Set down, please, exactly the lines below that run from the line with "Target: mountain reflection in water" to the line with "Target: lake", both lines included.
§
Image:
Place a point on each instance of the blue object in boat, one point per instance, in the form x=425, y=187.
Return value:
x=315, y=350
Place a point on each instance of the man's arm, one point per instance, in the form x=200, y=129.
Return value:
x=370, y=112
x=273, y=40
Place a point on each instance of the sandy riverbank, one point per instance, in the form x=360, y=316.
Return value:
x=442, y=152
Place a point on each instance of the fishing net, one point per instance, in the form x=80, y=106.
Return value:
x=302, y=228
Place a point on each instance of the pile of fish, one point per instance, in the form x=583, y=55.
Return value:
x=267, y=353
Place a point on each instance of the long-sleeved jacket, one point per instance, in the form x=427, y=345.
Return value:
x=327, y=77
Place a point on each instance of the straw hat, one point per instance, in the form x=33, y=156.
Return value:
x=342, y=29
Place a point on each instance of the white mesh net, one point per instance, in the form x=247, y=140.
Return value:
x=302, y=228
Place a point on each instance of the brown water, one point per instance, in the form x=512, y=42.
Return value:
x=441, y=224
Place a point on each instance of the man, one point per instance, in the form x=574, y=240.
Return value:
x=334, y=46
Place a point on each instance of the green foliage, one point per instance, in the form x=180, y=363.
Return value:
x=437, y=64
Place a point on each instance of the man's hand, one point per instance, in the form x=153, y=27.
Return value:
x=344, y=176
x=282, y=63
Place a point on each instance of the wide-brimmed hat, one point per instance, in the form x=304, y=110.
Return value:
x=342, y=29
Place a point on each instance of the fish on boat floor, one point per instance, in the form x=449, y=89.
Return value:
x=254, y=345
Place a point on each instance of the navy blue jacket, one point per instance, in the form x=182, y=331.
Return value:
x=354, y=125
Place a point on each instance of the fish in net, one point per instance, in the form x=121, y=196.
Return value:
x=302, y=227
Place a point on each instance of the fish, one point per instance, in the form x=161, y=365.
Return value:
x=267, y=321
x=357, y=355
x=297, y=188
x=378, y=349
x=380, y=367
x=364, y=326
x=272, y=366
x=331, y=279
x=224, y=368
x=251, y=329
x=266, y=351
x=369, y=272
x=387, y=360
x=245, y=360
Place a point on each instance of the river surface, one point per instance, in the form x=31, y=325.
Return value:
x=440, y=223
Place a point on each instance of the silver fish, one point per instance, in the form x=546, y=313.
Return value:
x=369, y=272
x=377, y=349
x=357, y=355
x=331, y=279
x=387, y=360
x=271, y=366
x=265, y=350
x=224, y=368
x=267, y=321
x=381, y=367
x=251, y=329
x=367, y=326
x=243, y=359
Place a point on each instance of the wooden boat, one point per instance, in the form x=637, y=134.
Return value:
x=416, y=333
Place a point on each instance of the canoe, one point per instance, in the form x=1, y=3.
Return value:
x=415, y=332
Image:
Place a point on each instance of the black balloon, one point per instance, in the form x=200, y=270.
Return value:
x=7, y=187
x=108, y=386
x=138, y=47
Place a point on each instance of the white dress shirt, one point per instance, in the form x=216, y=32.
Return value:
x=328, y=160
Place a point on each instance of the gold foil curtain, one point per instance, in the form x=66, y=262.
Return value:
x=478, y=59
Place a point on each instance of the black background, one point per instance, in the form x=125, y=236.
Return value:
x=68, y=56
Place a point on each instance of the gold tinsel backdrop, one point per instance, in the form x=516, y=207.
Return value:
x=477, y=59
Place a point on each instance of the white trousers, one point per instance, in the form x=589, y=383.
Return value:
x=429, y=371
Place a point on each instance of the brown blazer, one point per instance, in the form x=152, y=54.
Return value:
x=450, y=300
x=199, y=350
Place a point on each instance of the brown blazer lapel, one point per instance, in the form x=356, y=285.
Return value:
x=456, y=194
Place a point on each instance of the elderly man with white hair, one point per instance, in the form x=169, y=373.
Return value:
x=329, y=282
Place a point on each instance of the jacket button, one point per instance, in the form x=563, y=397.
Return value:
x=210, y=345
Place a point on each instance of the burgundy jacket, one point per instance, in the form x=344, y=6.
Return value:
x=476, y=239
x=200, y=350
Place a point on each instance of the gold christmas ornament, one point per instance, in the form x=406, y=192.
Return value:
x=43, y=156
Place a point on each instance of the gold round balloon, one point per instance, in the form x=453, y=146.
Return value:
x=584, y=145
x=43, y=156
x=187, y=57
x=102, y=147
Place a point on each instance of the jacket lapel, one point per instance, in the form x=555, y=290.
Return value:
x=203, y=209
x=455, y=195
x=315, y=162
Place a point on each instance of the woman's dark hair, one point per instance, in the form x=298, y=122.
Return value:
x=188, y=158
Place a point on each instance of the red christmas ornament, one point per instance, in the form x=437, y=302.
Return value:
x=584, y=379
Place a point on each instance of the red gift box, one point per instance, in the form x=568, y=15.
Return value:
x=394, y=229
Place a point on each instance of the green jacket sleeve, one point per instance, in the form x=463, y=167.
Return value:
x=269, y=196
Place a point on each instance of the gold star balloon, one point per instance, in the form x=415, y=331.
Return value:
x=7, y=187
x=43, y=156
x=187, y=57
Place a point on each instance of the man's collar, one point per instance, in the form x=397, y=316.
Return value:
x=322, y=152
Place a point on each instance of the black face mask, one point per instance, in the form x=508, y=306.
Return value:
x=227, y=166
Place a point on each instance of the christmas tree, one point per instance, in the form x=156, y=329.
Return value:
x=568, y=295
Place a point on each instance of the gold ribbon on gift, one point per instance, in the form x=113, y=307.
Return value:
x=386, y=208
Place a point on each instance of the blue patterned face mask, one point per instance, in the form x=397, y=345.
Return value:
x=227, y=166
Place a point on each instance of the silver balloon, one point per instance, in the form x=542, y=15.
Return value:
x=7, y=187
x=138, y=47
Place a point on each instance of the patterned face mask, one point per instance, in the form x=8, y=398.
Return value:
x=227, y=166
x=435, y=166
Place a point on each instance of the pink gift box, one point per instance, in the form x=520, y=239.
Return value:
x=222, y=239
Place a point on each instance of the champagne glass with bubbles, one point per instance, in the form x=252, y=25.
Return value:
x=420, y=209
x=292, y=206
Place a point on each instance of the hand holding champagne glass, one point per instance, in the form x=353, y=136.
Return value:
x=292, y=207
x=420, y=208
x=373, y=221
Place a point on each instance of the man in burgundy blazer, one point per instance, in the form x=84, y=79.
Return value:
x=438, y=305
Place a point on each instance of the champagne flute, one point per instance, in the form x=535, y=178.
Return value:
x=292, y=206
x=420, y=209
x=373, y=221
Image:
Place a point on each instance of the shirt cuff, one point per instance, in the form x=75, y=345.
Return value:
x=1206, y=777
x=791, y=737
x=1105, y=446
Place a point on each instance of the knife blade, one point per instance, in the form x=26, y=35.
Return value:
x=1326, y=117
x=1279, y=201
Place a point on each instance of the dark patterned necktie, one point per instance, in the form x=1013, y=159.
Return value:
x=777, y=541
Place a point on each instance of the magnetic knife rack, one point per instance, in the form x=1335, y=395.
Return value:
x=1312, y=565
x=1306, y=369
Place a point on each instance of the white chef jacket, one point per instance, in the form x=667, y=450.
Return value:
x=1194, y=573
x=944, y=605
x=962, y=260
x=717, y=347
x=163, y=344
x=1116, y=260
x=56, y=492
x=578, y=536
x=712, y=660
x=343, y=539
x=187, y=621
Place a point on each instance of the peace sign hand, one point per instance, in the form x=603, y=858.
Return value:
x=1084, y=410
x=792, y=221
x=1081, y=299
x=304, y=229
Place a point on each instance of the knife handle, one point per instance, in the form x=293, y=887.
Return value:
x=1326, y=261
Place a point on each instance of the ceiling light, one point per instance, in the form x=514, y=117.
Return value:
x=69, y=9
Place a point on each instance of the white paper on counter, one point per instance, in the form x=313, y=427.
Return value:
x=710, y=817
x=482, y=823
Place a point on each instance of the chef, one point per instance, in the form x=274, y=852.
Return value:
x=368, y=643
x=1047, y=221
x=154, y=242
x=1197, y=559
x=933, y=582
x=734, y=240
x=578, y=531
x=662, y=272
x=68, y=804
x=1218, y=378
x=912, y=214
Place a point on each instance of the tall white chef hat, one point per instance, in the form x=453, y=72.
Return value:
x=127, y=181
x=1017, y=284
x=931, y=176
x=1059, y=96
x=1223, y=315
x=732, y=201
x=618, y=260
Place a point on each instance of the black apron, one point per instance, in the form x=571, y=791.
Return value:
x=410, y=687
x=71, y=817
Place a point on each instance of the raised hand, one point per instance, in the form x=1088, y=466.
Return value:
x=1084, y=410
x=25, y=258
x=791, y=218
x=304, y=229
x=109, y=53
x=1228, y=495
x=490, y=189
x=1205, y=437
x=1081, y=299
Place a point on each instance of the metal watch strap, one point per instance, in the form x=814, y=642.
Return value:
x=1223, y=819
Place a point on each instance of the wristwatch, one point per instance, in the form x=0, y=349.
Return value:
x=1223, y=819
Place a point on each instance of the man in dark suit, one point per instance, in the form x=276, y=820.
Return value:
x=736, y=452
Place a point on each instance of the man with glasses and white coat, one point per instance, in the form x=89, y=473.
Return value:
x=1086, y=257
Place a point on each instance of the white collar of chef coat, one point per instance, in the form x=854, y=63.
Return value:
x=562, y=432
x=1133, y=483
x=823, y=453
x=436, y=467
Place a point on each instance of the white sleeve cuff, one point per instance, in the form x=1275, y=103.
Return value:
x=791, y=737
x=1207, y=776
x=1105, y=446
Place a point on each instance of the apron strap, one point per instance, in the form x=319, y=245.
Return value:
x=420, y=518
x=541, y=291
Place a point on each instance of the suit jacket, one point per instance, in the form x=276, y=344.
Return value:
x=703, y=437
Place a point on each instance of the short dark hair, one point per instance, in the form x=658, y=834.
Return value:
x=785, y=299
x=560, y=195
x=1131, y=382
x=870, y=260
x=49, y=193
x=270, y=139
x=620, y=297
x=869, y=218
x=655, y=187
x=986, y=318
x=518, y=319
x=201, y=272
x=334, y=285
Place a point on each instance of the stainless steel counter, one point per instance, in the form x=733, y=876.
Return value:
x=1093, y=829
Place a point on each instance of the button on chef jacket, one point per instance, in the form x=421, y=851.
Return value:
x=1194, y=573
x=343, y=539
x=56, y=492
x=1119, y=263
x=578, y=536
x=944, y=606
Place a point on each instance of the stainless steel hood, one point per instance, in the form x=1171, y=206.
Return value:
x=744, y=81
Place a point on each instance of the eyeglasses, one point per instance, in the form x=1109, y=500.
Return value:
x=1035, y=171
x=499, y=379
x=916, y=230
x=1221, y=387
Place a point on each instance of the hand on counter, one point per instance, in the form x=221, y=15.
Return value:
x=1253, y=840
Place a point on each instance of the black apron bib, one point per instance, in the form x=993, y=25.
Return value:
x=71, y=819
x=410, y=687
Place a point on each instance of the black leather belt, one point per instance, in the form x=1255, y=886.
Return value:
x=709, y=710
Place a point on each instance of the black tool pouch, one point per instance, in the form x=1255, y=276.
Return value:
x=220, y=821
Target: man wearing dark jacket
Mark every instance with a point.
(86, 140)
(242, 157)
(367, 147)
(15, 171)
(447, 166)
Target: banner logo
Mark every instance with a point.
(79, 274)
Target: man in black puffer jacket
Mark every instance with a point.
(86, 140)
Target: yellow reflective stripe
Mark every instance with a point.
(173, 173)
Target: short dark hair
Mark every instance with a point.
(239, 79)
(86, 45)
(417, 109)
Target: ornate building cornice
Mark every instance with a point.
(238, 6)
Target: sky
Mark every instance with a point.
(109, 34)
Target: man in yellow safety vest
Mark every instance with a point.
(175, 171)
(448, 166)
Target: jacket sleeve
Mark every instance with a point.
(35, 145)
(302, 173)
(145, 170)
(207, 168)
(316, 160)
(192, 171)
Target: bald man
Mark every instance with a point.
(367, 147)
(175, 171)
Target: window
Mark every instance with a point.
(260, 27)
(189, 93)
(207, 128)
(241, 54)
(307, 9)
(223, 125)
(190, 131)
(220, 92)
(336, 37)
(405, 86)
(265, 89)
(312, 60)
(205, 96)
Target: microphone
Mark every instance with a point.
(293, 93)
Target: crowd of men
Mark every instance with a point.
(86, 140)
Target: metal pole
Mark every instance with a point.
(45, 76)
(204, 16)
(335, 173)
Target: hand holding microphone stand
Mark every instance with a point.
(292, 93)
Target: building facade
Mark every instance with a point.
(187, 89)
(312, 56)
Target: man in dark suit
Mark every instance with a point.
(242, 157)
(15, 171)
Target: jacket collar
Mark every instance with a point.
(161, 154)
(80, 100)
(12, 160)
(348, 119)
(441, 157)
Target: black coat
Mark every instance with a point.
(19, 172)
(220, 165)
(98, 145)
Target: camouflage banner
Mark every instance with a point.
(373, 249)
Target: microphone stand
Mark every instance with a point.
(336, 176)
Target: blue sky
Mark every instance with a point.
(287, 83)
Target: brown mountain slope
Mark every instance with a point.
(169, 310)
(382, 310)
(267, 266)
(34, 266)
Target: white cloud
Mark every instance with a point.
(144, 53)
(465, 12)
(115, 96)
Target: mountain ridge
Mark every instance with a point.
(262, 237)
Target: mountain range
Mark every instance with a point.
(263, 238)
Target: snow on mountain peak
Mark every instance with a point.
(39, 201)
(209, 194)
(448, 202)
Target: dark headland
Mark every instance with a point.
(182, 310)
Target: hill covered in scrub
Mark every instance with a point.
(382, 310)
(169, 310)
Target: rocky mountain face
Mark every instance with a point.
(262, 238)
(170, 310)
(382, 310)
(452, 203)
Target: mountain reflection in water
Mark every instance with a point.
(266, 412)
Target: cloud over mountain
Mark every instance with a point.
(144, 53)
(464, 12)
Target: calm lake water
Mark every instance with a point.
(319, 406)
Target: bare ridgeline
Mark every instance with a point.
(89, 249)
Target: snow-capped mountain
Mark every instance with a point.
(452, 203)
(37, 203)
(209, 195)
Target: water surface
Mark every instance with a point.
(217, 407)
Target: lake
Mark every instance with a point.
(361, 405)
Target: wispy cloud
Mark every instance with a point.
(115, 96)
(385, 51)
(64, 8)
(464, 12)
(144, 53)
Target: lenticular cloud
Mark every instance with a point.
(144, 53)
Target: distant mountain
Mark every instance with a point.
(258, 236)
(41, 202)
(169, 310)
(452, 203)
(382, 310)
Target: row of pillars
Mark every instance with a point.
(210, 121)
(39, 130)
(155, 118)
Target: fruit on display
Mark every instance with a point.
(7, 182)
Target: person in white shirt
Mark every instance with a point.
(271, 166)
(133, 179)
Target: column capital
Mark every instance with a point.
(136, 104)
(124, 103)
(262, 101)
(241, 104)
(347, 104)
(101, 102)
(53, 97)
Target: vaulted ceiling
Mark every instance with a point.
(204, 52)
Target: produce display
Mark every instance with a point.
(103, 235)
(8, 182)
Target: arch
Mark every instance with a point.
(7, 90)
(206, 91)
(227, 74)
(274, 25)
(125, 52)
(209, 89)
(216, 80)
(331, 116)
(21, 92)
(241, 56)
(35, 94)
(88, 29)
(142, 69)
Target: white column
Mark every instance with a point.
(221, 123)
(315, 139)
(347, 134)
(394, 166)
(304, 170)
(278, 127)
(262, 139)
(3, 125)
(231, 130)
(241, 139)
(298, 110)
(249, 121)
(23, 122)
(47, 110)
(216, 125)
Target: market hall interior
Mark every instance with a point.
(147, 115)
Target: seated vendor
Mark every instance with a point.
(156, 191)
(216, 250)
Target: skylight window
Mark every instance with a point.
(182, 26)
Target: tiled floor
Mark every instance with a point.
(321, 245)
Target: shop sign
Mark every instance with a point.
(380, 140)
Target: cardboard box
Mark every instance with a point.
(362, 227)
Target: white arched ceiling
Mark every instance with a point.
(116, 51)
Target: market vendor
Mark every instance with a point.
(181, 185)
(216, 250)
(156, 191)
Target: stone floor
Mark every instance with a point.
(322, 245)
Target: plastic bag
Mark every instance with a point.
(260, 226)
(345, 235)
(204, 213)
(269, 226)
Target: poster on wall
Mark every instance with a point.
§
◆ Answer box
Target: mountain reflection in water
Mark every instance with a point.
(266, 412)
Target: cloud over mountain
Mark every instance with a point.
(144, 53)
(464, 12)
Target: calm lake water
Mark every instance with a point.
(319, 406)
Target: bare ridgeline
Mark every instance with a point.
(89, 249)
Target: snow-capped mountain
Mark every instance with a point.
(452, 203)
(37, 203)
(209, 195)
Target: water surface
Mark every instance with a point.
(217, 407)
Target: lake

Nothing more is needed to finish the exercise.